VORGEGEBENER TEXT -
Die Jury von "Ausgezeichnete Orte im Land der Ideen" bescheinigte den Journalisten Experimentierfreude, Neugier und Mut. Aber warum dieses Zertifikat für "Amal" und nicht für irgendein anderes Medium? Die Antwort auf die Frage führt zu einer Zuschreibung, die zwar den Tatsachen entspricht, über die man bei "Amal" aber nicht so ganz glücklich ist. Es ist ein journalistisches Portal, dessen Redaktion sich ausschließlich aus Geflüchteten zusammensetzt – hauptsächlich aus Syrien. Vielleicht ist eine Plastikkarte aber wichtiger als die frisch erhaltene Ehrung; sie passt ins Portemonnaie, darauf sind Name, Foto, Adresse, ausgestellt von einem großen deutschen Verband: der Presseausweis. Aber dazu später.
Entstanden ist die Idee von "Amal" am Küchentisch, kurz vor Weihnachten 2015. Die zwei Schwestern Cornelia und Julia Gerlach, beide seit vielen Jahren als Journalistinnen in Deutschland und der Welt unterwegs, saßen zusammen und fühlten, was viele damals fühlten. Irgendwie müsse man doch den Menschen, die hier als Geflüchtete stranden, helfen. Schnell war klar, dass es eigentlich schon fast alles gab. Außer einer Plattform für geflohene Journalisten.

GEGEBENES MATERIAL -
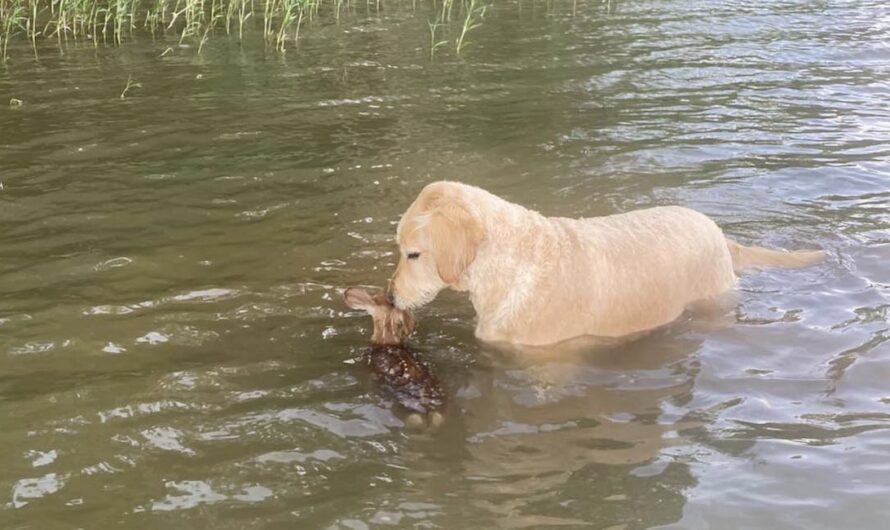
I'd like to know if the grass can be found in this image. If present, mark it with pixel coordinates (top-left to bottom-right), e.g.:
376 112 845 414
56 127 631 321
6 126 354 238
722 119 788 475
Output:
0 0 500 63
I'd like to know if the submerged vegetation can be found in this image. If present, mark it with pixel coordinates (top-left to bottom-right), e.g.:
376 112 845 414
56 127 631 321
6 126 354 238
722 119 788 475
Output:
0 0 487 62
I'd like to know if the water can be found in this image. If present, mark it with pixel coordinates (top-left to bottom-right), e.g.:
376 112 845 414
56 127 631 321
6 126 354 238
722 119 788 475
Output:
0 0 890 529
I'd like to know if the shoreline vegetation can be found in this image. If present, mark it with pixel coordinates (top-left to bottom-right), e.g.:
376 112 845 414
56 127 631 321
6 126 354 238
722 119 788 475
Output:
0 0 512 63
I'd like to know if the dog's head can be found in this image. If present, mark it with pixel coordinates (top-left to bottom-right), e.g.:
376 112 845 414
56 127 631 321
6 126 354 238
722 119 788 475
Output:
343 287 416 346
390 182 483 309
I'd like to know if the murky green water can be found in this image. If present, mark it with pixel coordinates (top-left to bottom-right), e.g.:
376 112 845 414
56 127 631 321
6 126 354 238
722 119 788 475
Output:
0 0 890 529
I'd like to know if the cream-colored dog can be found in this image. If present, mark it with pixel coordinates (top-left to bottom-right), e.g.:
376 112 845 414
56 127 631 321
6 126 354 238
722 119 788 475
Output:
390 182 822 346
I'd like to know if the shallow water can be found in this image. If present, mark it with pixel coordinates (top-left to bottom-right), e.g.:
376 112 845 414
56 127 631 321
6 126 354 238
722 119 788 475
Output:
0 0 890 529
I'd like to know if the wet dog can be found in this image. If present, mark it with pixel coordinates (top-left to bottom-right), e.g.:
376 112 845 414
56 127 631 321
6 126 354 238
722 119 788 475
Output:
343 287 445 429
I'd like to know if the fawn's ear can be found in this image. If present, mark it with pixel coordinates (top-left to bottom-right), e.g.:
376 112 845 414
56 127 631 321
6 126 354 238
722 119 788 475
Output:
392 310 417 338
343 287 377 315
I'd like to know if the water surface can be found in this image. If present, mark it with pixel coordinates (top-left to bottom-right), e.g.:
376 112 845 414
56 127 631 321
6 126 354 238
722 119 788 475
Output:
0 0 890 529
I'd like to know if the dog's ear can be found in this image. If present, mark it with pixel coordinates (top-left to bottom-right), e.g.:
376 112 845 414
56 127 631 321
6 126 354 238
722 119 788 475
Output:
427 201 483 285
343 287 377 315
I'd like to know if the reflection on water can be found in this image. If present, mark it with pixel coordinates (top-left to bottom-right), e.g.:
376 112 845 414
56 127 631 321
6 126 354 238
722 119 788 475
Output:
0 0 890 529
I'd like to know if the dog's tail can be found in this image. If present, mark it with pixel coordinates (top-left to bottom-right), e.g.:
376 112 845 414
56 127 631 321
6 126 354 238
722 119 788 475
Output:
726 239 825 271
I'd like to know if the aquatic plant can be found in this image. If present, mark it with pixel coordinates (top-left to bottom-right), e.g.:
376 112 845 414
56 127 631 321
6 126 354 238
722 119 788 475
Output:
0 0 25 62
0 0 500 62
455 0 488 55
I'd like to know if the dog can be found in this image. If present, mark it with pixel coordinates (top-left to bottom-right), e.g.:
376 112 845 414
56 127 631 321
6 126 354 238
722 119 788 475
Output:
343 287 445 430
389 181 823 346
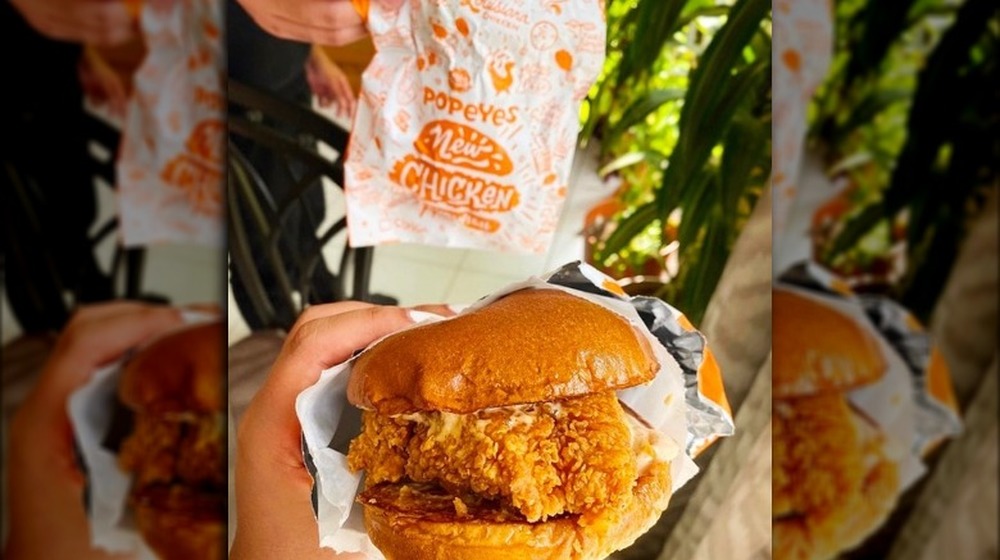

DEINE AUFGABEN -
1 > Welche Eigenschaften bescheinigte die Jury laut dem vorgegebenen Text den Journalisten? Zähl sie alle auf.
2 > Schreib die Zeilen im gegebenen Material als JSON-Liste von Strings um, einen String pro Zeile und ohne Leerzeilen. Fang bei der Zeile mit „I'd like to know if the dog's ear“ an, geh bis zum Ende des Materials und lass die Bilder weg.

LÖSUNGEN -
1 > Experimentierfreude, Neugier, Mut

2 >
[
  "I'd like to know if the dog's ear can be found in this image. If present, mark it with pixel coordinates (top-left to bottom-right), e.g.:",
  "376 112 845 414",
  "56 127 631 321",
  "6 126 354 238",
  "722 119 788 475",
  "Output:",
  "427 201 483 285",
  "343 287 377 315",
  "I'd like to know if the reflection on water can be found in this image. If present, mark it with pixel coordinates (top-left to bottom-right), e.g.:",
  "376 112 845 414",
  "56 127 631 321",
  "6 126 354 238",
  "722 119 788 475",
  "Output:",
  "0 0 890 529",
  "I'd like to know if the dog's tail can be found in this image. If present, mark it with pixel coordinates (top-left to bottom-right), e.g.:",
  "376 112 845 414",
  "56 127 631 321",
  "6 126 354 238",
  "722 119 788 475",
  "Output:",
  "726 239 825 271",
  "I'd like to know if the aquatic plant can be found in this image. If present, mark it with pixel coordinates (top-left to bottom-right), e.g.:",
  "376 112 845 414",
  "56 127 631 321",
  "6 126 354 238",
  "722 119 788 475",
  "Output:",
  "0 0 25 62",
  "0 0 500 62",
  "455 0 488 55",
  "I'd like to know if the dog can be found in this image. If present, mark it with pixel coordinates (top-left to bottom-right), e.g.:",
  "376 112 845 414",
  "56 127 631 321",
  "6 126 354 238",
  "722 119 788 475",
  "Output:",
  "343 287 445 430",
  "389 181 823 346"
]